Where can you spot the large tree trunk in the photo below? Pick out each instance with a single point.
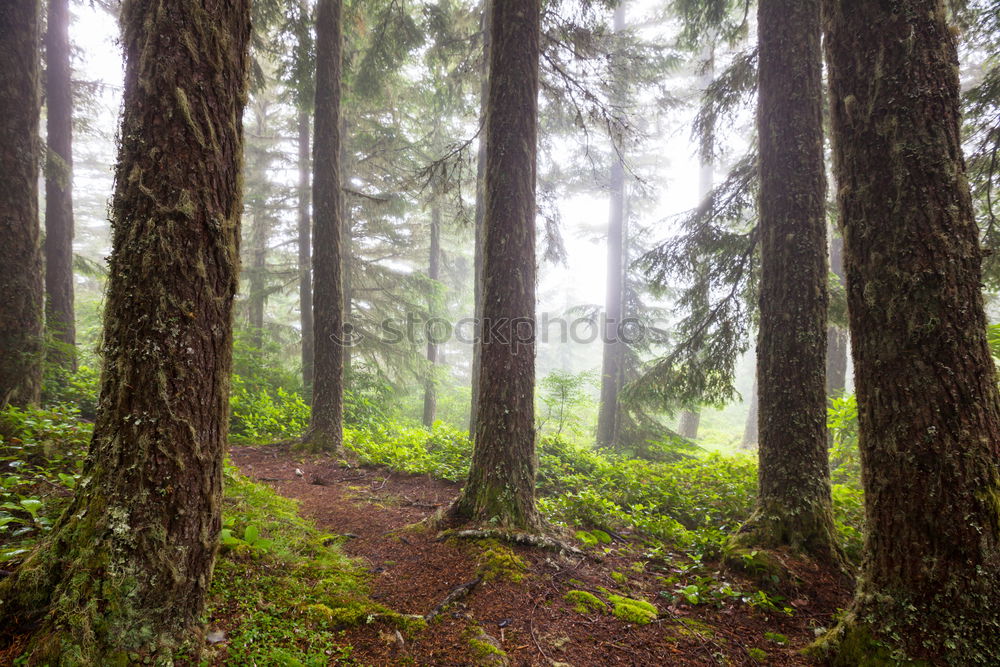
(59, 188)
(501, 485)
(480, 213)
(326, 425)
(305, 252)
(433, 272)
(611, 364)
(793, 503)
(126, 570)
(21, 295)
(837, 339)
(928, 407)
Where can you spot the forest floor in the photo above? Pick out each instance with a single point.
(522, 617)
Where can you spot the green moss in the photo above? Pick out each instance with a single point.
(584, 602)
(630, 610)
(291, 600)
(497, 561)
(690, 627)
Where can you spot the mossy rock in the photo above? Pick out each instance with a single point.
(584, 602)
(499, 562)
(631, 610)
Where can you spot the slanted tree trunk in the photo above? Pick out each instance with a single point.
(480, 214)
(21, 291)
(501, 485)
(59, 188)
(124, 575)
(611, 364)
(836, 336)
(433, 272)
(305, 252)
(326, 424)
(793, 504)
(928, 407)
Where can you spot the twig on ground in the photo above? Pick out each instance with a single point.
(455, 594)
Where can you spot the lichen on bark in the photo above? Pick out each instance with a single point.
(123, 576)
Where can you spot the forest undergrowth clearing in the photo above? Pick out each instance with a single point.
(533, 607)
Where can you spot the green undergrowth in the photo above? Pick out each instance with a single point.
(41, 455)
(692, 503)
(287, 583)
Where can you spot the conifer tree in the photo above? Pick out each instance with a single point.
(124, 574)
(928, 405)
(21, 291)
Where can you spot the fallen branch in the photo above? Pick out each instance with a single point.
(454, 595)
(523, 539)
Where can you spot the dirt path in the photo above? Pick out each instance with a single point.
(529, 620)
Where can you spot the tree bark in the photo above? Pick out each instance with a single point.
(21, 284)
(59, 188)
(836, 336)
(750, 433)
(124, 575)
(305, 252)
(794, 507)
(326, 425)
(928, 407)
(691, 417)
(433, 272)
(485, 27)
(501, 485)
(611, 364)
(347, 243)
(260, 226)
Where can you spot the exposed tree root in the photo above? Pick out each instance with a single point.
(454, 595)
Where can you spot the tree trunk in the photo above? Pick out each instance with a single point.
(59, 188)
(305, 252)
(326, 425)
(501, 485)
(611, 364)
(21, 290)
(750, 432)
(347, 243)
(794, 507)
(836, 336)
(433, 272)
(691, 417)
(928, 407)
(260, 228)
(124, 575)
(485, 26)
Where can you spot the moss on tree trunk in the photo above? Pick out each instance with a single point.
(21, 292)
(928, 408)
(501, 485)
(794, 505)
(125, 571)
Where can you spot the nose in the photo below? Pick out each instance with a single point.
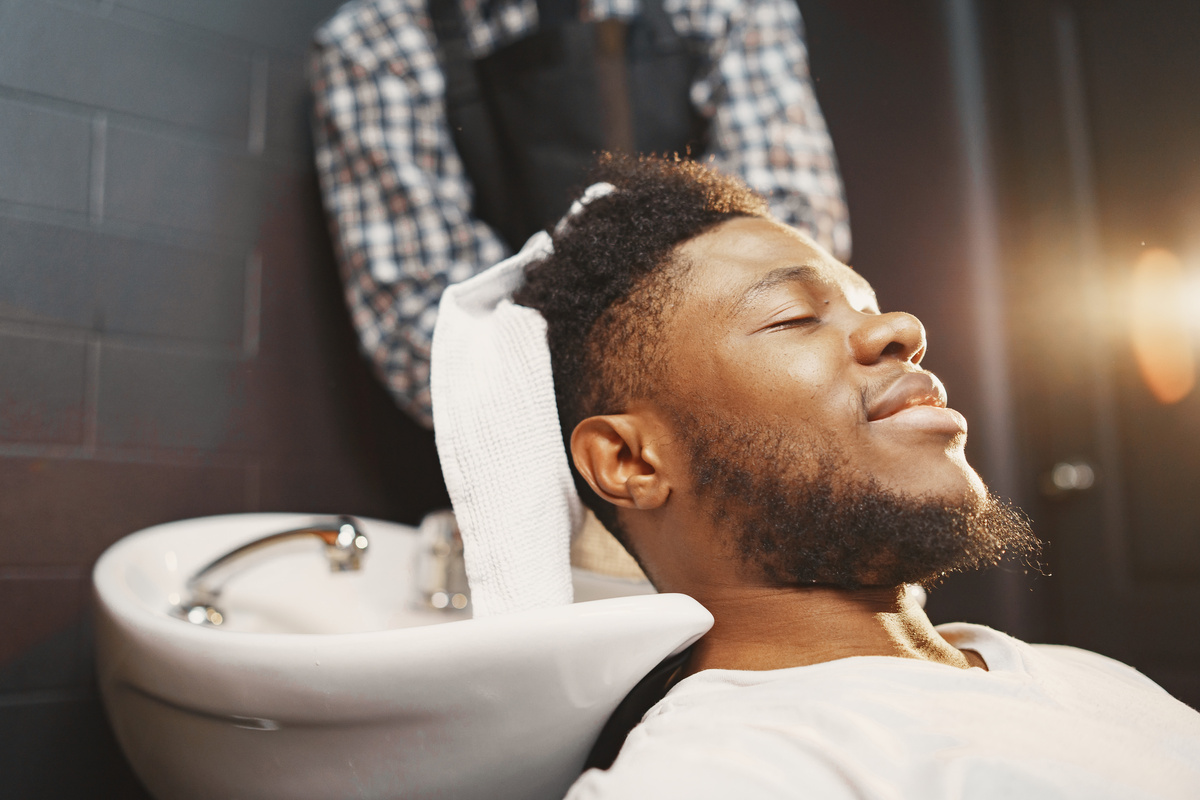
+ + + + + + +
Can you rewrite all the entries above, replacing "single point" with "one point" and keeping everything else the same? Leave the pictures out.

Where can you spot the large tree trunk in the photo below? Pick out each instance with a one point.
(59, 188)
(501, 485)
(480, 213)
(326, 425)
(305, 252)
(433, 272)
(611, 364)
(793, 503)
(126, 570)
(21, 295)
(837, 339)
(928, 407)
Where can you spot the forest floor in the photo above? Pick out each instance with a one point.
(522, 617)
Where can you spot the green moss in the photo above? Pick out each instance with a one point.
(584, 602)
(630, 610)
(291, 600)
(497, 561)
(690, 627)
Where can you spot the mossy rock in the photo above? Pick out each instance with a one point.
(584, 602)
(499, 562)
(631, 610)
Where can you spot the slanted tree trunk in the photo above? Pick out each instance with a one point.
(480, 214)
(21, 291)
(501, 485)
(59, 188)
(124, 575)
(611, 364)
(836, 336)
(433, 272)
(305, 252)
(326, 424)
(793, 504)
(928, 407)
Where can you spot the twig on ground in the photo above? Pick out each instance with a one point.
(455, 594)
Where can you spot the lichen on bark in the photo above? Pick out each instance with a one point.
(123, 576)
Where can you spot the forest undergrowth clearing in the photo above? Pick out each instance with a one point.
(533, 607)
Where can you spot the green undergrowth in the photo above? Pick out each instance with a one point.
(41, 455)
(692, 503)
(287, 583)
Where can you spot the conifer tree in the photo above? Pick out each instance with a one point.
(124, 574)
(928, 405)
(21, 291)
Where can you spot the fallen branch in the photo above? Pick out each instance with a one point.
(454, 595)
(523, 539)
Where can you spot the dirt path in the photo above? Pick out each instance with a one point.
(529, 620)
Where can you spot the tree bark in the photo above? Pick out each instance with a one point.
(21, 284)
(59, 188)
(836, 336)
(750, 433)
(124, 575)
(305, 252)
(794, 507)
(326, 425)
(928, 407)
(691, 417)
(433, 272)
(485, 27)
(501, 485)
(611, 364)
(347, 243)
(260, 226)
Where can you spot the exposed tree root in the photo above? Pick out each instance with a one point.
(454, 595)
Where can you spot the tree trunk in the photo above? Pick out each instance with a one point.
(59, 188)
(305, 252)
(326, 425)
(501, 485)
(611, 364)
(21, 290)
(750, 432)
(347, 243)
(794, 507)
(836, 336)
(433, 272)
(691, 417)
(928, 407)
(260, 228)
(124, 575)
(485, 26)
Where can you spot the moss on tree trunk in the photo above? Pick out each instance with a one point.
(21, 292)
(928, 408)
(501, 485)
(794, 505)
(125, 571)
Where can you spot the nose in the photo below? Pick out each instance with a one point.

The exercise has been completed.